[Stored entries]
== == ==

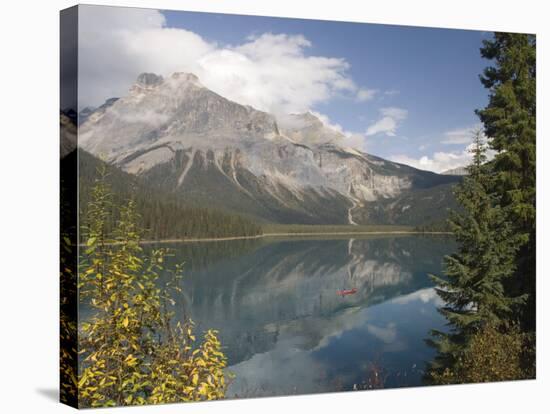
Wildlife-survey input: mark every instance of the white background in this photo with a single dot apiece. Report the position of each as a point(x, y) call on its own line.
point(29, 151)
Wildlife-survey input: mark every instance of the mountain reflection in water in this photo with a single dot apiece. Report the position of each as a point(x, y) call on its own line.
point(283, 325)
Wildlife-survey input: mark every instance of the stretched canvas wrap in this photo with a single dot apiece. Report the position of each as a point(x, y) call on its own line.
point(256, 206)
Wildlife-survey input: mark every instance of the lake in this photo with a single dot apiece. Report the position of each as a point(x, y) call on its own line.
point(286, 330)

== == ==

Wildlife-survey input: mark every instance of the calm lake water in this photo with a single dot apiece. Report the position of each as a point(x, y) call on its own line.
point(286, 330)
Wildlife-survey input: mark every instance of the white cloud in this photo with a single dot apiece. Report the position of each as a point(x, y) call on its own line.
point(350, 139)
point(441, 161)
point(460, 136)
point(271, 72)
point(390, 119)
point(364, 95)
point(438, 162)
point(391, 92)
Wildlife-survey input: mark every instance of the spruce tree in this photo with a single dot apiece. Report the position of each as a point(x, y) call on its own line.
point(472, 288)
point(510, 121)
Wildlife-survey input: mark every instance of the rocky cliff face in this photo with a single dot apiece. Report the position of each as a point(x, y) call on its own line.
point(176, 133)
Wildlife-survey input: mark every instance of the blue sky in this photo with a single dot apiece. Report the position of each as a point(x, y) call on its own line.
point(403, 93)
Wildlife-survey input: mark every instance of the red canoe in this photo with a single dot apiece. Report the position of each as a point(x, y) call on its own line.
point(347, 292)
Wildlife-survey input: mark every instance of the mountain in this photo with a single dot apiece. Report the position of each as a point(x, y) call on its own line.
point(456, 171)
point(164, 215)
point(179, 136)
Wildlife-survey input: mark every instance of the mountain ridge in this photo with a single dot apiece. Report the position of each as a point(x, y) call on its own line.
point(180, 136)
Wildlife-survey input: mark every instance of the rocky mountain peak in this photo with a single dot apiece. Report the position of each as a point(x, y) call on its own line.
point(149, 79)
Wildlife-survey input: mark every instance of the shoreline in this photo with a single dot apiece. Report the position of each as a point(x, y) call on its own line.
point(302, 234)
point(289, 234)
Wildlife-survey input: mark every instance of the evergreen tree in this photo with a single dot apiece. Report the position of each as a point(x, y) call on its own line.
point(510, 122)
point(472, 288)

== == ==

Directions: Copy the data word for word, from the line with "the white background" to the line with "point(29, 151)". Include both of those lines.

Final answer:
Wildlife-survey input: mark every instance of the white background in this photo with a single dot apiece. Report the position of each as a point(x, y) call on its own line.
point(29, 151)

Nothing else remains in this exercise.